** Opening Provided material block **
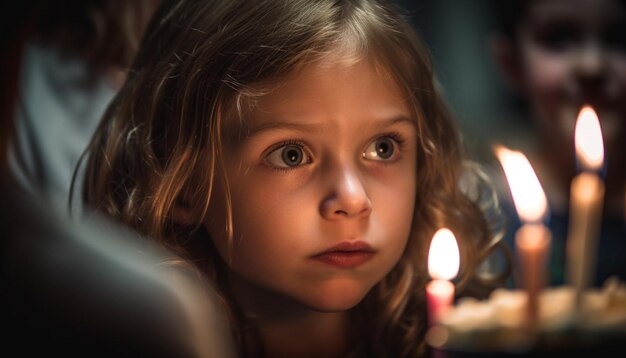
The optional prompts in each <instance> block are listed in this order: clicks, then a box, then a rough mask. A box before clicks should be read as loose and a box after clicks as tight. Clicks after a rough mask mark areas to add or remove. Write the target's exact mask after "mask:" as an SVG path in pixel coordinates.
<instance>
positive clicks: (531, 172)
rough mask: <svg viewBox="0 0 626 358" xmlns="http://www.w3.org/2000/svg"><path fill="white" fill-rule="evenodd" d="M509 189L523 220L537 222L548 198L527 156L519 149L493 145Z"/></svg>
mask: <svg viewBox="0 0 626 358" xmlns="http://www.w3.org/2000/svg"><path fill="white" fill-rule="evenodd" d="M495 152H496V156H497V157H498V159H499V160H500V164H502V168H503V169H504V174H505V176H506V179H507V181H508V183H509V188H510V189H511V195H512V196H513V202H514V203H515V209H516V210H517V214H518V215H519V217H520V219H521V220H522V221H525V222H539V221H541V220H542V219H543V218H544V217H545V215H546V213H547V211H548V199H547V198H546V194H545V193H544V191H543V189H542V187H541V183H539V179H538V178H537V175H536V174H535V171H534V170H533V167H532V166H531V165H530V162H529V161H528V158H526V156H525V155H524V154H523V153H522V152H519V151H515V150H510V149H507V148H505V147H503V146H499V145H498V146H496V147H495Z"/></svg>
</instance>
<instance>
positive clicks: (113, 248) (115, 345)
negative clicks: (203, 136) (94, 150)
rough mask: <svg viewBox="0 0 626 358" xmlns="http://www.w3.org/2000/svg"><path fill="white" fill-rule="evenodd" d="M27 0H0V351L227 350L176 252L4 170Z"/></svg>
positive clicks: (105, 352) (117, 354)
mask: <svg viewBox="0 0 626 358" xmlns="http://www.w3.org/2000/svg"><path fill="white" fill-rule="evenodd" d="M35 3H36V2H35V1H21V2H16V3H11V4H6V3H2V4H1V5H0V10H1V11H0V17H1V18H2V21H0V28H1V29H2V31H0V36H1V39H0V40H1V41H0V53H1V56H0V74H1V76H2V78H3V81H2V82H0V89H1V93H2V96H1V97H0V99H1V102H0V233H1V235H0V287H2V288H1V289H0V312H1V313H0V327H1V329H2V332H3V333H2V335H3V338H2V349H3V353H4V354H6V353H7V352H9V353H10V354H12V355H17V356H36V355H37V356H38V355H42V354H45V355H51V356H65V357H111V356H115V357H139V356H149V357H198V358H204V357H207V358H208V357H215V358H218V357H219V358H222V357H226V358H230V357H233V356H234V355H233V350H232V345H231V341H230V339H231V337H230V336H229V334H228V333H227V329H226V328H225V327H227V326H226V324H225V318H224V317H223V315H222V309H221V306H220V305H219V303H218V302H217V301H216V299H215V297H214V293H213V290H212V288H211V287H210V286H208V285H206V284H205V283H204V282H202V281H200V280H199V279H198V278H196V277H195V276H192V275H190V274H187V273H186V271H185V270H184V267H185V264H184V262H183V261H181V260H178V259H177V258H176V256H175V255H173V254H172V253H170V252H168V251H165V250H162V249H160V248H156V247H154V246H151V245H148V242H147V241H146V240H144V239H142V238H139V237H137V236H136V235H134V234H132V233H130V232H129V231H127V230H126V229H123V228H121V227H119V226H118V225H116V224H113V223H112V222H109V221H108V220H106V219H103V218H100V217H98V216H92V217H90V220H89V221H85V222H83V223H81V224H80V225H78V223H76V222H74V221H72V220H70V219H69V218H68V217H67V215H65V214H64V213H59V211H58V210H56V207H55V206H52V205H51V204H50V203H48V202H46V201H44V200H41V199H40V198H39V197H37V196H35V195H33V194H34V193H33V192H30V191H28V190H26V189H25V188H24V187H23V186H22V185H21V183H19V182H18V180H17V179H16V178H15V177H14V176H13V175H14V174H13V173H12V172H11V171H9V168H8V163H7V161H6V159H7V157H6V150H7V147H8V143H9V140H10V138H11V136H12V135H13V134H14V129H15V123H14V120H15V116H14V113H15V110H16V106H17V103H18V102H19V101H18V93H19V91H18V81H19V76H18V73H19V70H20V69H21V65H22V64H23V63H24V62H22V60H23V54H24V53H25V52H23V51H24V50H25V40H26V39H28V38H29V36H28V35H29V31H30V30H31V28H30V26H29V24H30V23H29V21H28V19H29V15H30V14H31V11H33V9H34V7H35ZM9 6H10V7H11V8H10V9H9V8H8V7H9ZM9 10H10V11H9ZM168 262H169V263H172V264H170V265H167V264H166V263H168ZM174 264H175V265H174Z"/></svg>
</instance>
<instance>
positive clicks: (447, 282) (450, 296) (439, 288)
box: [426, 228, 460, 326]
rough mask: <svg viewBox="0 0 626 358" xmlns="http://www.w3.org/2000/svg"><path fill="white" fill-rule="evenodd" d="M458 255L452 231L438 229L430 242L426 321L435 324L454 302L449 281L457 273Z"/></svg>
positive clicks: (436, 323)
mask: <svg viewBox="0 0 626 358" xmlns="http://www.w3.org/2000/svg"><path fill="white" fill-rule="evenodd" d="M459 264H460V255H459V247H458V245H457V242H456V238H455V237H454V234H453V233H452V231H450V230H449V229H446V228H442V229H439V230H438V231H437V232H436V233H435V235H434V236H433V239H432V241H431V242H430V249H429V252H428V273H429V274H430V277H431V278H432V281H430V282H429V283H428V284H427V285H426V299H427V302H428V322H429V323H430V325H431V326H432V325H436V324H437V323H438V322H439V319H440V317H441V316H442V315H443V314H445V313H446V312H447V311H448V310H449V309H450V307H451V306H452V304H453V302H454V284H453V283H452V282H450V280H452V279H453V278H455V277H456V275H457V274H458V273H459Z"/></svg>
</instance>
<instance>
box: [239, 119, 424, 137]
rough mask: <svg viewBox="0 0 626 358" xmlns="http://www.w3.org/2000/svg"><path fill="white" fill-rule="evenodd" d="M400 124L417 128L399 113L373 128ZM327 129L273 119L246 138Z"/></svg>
mask: <svg viewBox="0 0 626 358" xmlns="http://www.w3.org/2000/svg"><path fill="white" fill-rule="evenodd" d="M398 124H405V125H406V124H408V125H410V126H411V127H413V128H417V124H416V123H415V120H413V119H412V118H411V117H408V116H405V115H398V116H394V117H391V118H389V119H383V120H378V121H376V123H375V124H374V125H373V128H374V129H375V130H382V129H384V128H387V127H391V126H394V125H398ZM327 129H328V125H326V124H324V123H299V122H293V121H281V120H271V121H264V122H263V123H259V124H257V125H255V126H252V127H250V129H249V130H248V133H247V135H246V138H248V139H249V138H252V137H254V136H257V135H259V134H260V133H263V132H267V131H271V130H289V131H294V132H306V133H320V132H324V131H326V130H327Z"/></svg>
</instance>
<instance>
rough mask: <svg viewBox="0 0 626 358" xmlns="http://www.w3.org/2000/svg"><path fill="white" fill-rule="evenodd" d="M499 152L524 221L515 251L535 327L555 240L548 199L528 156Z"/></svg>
mask: <svg viewBox="0 0 626 358" xmlns="http://www.w3.org/2000/svg"><path fill="white" fill-rule="evenodd" d="M495 152H496V155H497V157H498V159H499V160H500V163H501V164H502V168H503V169H504V174H505V176H506V179H507V181H508V183H509V188H510V189H511V195H512V196H513V202H514V204H515V209H516V210H517V214H518V215H519V217H520V220H521V221H522V226H521V227H520V228H519V229H518V230H517V232H516V233H515V252H516V256H517V259H518V264H519V269H520V272H521V277H520V279H521V283H522V287H523V288H524V289H525V290H526V293H527V303H526V307H527V320H528V322H529V323H530V324H531V325H534V324H535V323H536V322H537V319H538V316H539V294H540V292H541V289H542V288H543V287H544V286H545V284H546V271H547V268H546V265H547V261H548V255H549V252H550V242H551V241H552V233H551V232H550V230H549V229H548V228H547V227H546V226H545V225H544V224H543V221H544V220H545V217H546V214H547V212H548V200H547V198H546V195H545V193H544V191H543V189H542V187H541V183H539V179H538V178H537V175H536V174H535V171H534V170H533V168H532V166H531V165H530V162H529V161H528V159H527V158H526V156H525V155H524V154H522V153H521V152H518V151H513V150H509V149H507V148H504V147H502V146H496V148H495Z"/></svg>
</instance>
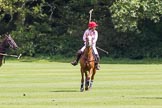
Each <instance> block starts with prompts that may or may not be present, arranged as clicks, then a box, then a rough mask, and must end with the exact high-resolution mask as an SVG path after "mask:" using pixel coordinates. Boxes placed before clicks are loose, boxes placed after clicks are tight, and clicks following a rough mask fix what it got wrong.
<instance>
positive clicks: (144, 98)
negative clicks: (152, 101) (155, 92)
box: [138, 97, 162, 99]
mask: <svg viewBox="0 0 162 108" xmlns="http://www.w3.org/2000/svg"><path fill="white" fill-rule="evenodd" d="M138 98H139V99H162V97H138Z"/></svg>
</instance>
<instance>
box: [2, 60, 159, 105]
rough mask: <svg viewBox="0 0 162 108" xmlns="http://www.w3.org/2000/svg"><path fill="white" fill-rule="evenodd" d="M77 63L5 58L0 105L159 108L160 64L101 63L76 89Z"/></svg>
mask: <svg viewBox="0 0 162 108" xmlns="http://www.w3.org/2000/svg"><path fill="white" fill-rule="evenodd" d="M79 68H80V67H79V65H78V66H76V67H73V66H71V65H70V64H69V63H57V62H47V61H41V62H16V61H8V62H6V63H5V64H4V65H3V66H2V67H1V68H0V108H162V64H159V65H158V64H146V65H145V64H138V65H137V64H101V70H100V71H98V72H97V74H96V76H95V81H94V86H93V89H92V90H90V91H87V92H80V90H79V89H80V71H79Z"/></svg>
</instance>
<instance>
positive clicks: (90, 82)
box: [89, 68, 96, 89]
mask: <svg viewBox="0 0 162 108" xmlns="http://www.w3.org/2000/svg"><path fill="white" fill-rule="evenodd" d="M95 74H96V69H95V68H94V69H93V74H92V77H91V82H90V86H89V88H90V89H91V88H92V85H93V80H94V76H95Z"/></svg>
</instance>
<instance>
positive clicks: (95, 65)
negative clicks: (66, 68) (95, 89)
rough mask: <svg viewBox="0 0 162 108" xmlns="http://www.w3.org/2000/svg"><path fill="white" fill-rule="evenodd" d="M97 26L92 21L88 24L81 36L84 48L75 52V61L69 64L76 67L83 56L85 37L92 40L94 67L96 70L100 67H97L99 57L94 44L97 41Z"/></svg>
mask: <svg viewBox="0 0 162 108" xmlns="http://www.w3.org/2000/svg"><path fill="white" fill-rule="evenodd" d="M97 26H98V24H97V23H96V22H94V21H91V22H89V24H88V29H87V30H85V32H84V35H83V41H84V46H83V47H82V48H81V49H80V50H79V51H78V52H77V56H76V59H75V60H74V61H73V62H71V64H72V65H73V66H76V65H77V64H78V61H79V59H80V57H81V55H82V54H83V52H84V49H85V48H86V46H85V42H86V37H87V36H92V39H93V45H92V48H93V52H94V57H95V66H96V69H97V70H99V69H100V66H99V60H100V57H99V54H98V51H97V49H96V42H97V39H98V32H97V30H96V27H97Z"/></svg>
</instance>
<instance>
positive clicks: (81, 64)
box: [80, 36, 96, 92]
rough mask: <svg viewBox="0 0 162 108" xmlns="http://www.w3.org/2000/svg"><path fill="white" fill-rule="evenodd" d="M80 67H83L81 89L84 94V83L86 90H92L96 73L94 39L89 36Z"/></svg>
mask: <svg viewBox="0 0 162 108" xmlns="http://www.w3.org/2000/svg"><path fill="white" fill-rule="evenodd" d="M80 66H81V88H80V91H81V92H83V91H84V83H85V90H88V89H89V88H92V83H93V80H94V75H95V73H96V68H95V57H94V55H93V48H92V37H91V36H87V38H86V48H85V50H84V52H83V54H82V56H81V59H80ZM84 77H85V78H84ZM85 80H86V82H85Z"/></svg>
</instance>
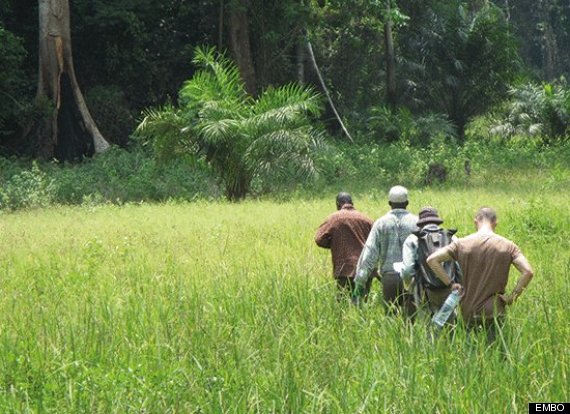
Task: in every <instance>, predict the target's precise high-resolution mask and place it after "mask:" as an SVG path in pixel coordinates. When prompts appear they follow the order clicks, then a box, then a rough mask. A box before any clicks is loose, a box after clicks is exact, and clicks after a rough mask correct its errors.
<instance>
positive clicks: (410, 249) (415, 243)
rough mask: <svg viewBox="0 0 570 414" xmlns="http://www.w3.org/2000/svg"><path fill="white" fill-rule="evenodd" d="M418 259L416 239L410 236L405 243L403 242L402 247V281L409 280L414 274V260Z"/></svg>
mask: <svg viewBox="0 0 570 414" xmlns="http://www.w3.org/2000/svg"><path fill="white" fill-rule="evenodd" d="M417 258H418V238H417V237H416V236H415V235H413V234H410V235H409V236H408V237H407V238H406V241H404V247H403V248H402V259H403V260H402V261H403V264H404V266H403V268H402V272H401V273H400V276H401V277H402V279H403V280H409V279H411V278H412V276H413V275H414V273H415V270H416V260H417Z"/></svg>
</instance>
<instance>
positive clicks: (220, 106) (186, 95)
mask: <svg viewBox="0 0 570 414" xmlns="http://www.w3.org/2000/svg"><path fill="white" fill-rule="evenodd" d="M194 63H195V64H196V65H198V66H199V67H200V68H201V70H199V71H198V72H197V73H196V74H195V75H194V77H193V78H192V79H190V80H188V81H186V82H185V83H184V85H183V87H182V89H181V90H180V100H179V107H178V108H176V107H174V106H167V107H165V108H163V109H162V110H149V111H147V112H146V114H145V117H144V119H143V121H142V122H141V123H140V125H139V127H138V128H137V133H138V134H139V135H141V136H143V137H147V138H153V139H154V140H155V141H158V142H163V143H164V142H168V143H169V144H168V145H158V147H159V148H162V150H163V151H172V148H173V147H172V146H174V147H176V146H179V147H180V146H182V148H183V149H184V151H192V152H195V153H199V154H203V155H204V156H205V157H206V160H207V161H208V162H209V163H210V165H211V166H212V168H213V169H214V171H216V172H217V173H218V174H219V176H220V178H221V180H222V182H223V184H224V185H225V191H226V196H227V198H228V199H230V200H239V199H242V198H244V197H245V196H246V194H247V193H248V191H249V189H250V186H251V182H252V180H253V178H254V177H256V176H263V175H264V174H267V173H271V174H272V175H275V174H277V175H279V174H281V175H282V176H283V177H291V176H292V175H293V176H297V177H301V176H302V177H306V176H311V175H313V174H315V172H316V168H315V164H314V155H315V153H316V150H317V149H318V148H319V147H320V146H321V143H322V137H323V132H322V130H321V129H319V128H316V127H314V126H313V125H312V122H311V121H312V117H317V116H318V115H319V114H320V113H321V108H322V107H321V99H320V96H319V95H318V94H317V93H315V92H314V90H313V89H312V88H310V87H303V86H300V85H298V84H289V85H285V86H282V87H279V88H269V89H267V90H265V91H263V92H262V93H261V95H260V96H259V97H258V98H253V97H251V96H250V95H248V94H247V92H246V90H245V87H244V83H243V81H242V78H241V76H240V72H239V69H238V68H237V66H236V65H235V64H234V63H233V62H232V61H230V60H229V59H228V58H226V57H225V56H224V55H223V54H219V53H216V51H215V50H214V49H213V48H198V49H197V51H196V54H195V57H194Z"/></svg>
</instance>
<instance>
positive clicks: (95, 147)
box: [29, 0, 109, 160]
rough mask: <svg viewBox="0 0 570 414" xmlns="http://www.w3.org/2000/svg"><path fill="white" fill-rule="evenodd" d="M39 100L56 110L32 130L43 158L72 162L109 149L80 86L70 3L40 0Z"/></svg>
mask: <svg viewBox="0 0 570 414" xmlns="http://www.w3.org/2000/svg"><path fill="white" fill-rule="evenodd" d="M39 29H40V30H39V35H40V38H39V79H38V92H37V93H38V95H37V96H38V99H46V98H47V99H48V100H49V101H50V102H51V104H52V106H53V110H52V111H51V112H50V114H49V115H46V116H45V117H43V118H42V119H41V120H39V121H38V122H37V123H36V124H35V125H33V126H32V127H31V129H30V131H29V134H31V138H32V139H33V141H35V143H36V149H35V152H36V154H37V155H39V156H41V157H43V158H48V159H49V158H53V157H55V158H58V159H62V160H71V159H76V158H80V157H82V156H90V155H93V154H94V153H100V152H103V151H105V150H106V149H107V148H109V143H108V142H107V141H106V140H105V138H104V137H103V136H102V135H101V133H100V132H99V129H98V128H97V125H96V124H95V122H94V121H93V118H92V117H91V114H90V113H89V110H88V109H87V105H86V104H85V99H84V98H83V94H82V93H81V90H80V89H79V85H78V84H77V79H76V77H75V70H74V68H73V57H72V54H71V34H70V25H69V2H68V0H39Z"/></svg>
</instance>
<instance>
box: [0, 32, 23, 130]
mask: <svg viewBox="0 0 570 414" xmlns="http://www.w3.org/2000/svg"><path fill="white" fill-rule="evenodd" d="M0 56H2V58H1V59H0V138H1V137H2V135H9V134H12V133H13V132H14V131H13V129H14V127H15V126H16V123H15V122H13V121H14V119H13V118H16V117H17V113H18V111H19V110H20V107H21V106H22V104H23V103H22V96H21V95H22V92H23V89H24V88H23V82H24V81H23V80H22V79H24V75H23V72H22V64H23V61H24V58H25V56H26V51H25V49H24V47H23V42H22V40H21V39H20V38H18V37H16V36H14V35H13V34H12V33H11V32H9V31H8V30H6V29H5V28H4V27H3V26H2V24H1V23H0Z"/></svg>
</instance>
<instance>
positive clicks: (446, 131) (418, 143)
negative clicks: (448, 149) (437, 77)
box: [364, 106, 456, 147]
mask: <svg viewBox="0 0 570 414" xmlns="http://www.w3.org/2000/svg"><path fill="white" fill-rule="evenodd" d="M364 124H365V125H366V129H365V131H364V133H365V134H367V135H368V136H370V137H372V140H374V141H375V142H378V143H381V142H388V143H390V142H396V141H402V142H404V143H408V144H410V145H416V146H421V147H427V146H428V145H429V144H430V143H431V142H433V141H437V140H452V141H453V140H455V138H456V132H455V127H454V125H453V124H452V123H451V122H449V120H448V119H447V117H446V116H445V115H442V114H426V115H421V116H415V115H413V114H412V112H411V111H410V110H409V109H407V108H405V107H400V108H398V109H392V108H390V107H387V106H380V107H372V108H371V110H370V116H369V117H368V119H366V121H365V122H364Z"/></svg>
** Closing Provided material block **
(Problem requirements): What is needed is each line from the records with the word "negative" in it.

(Result of this task):
negative clicks: (203, 136) (94, 150)
negative clicks: (152, 101) (155, 92)
negative clicks: (66, 68) (95, 89)
negative clicks: (448, 149) (437, 77)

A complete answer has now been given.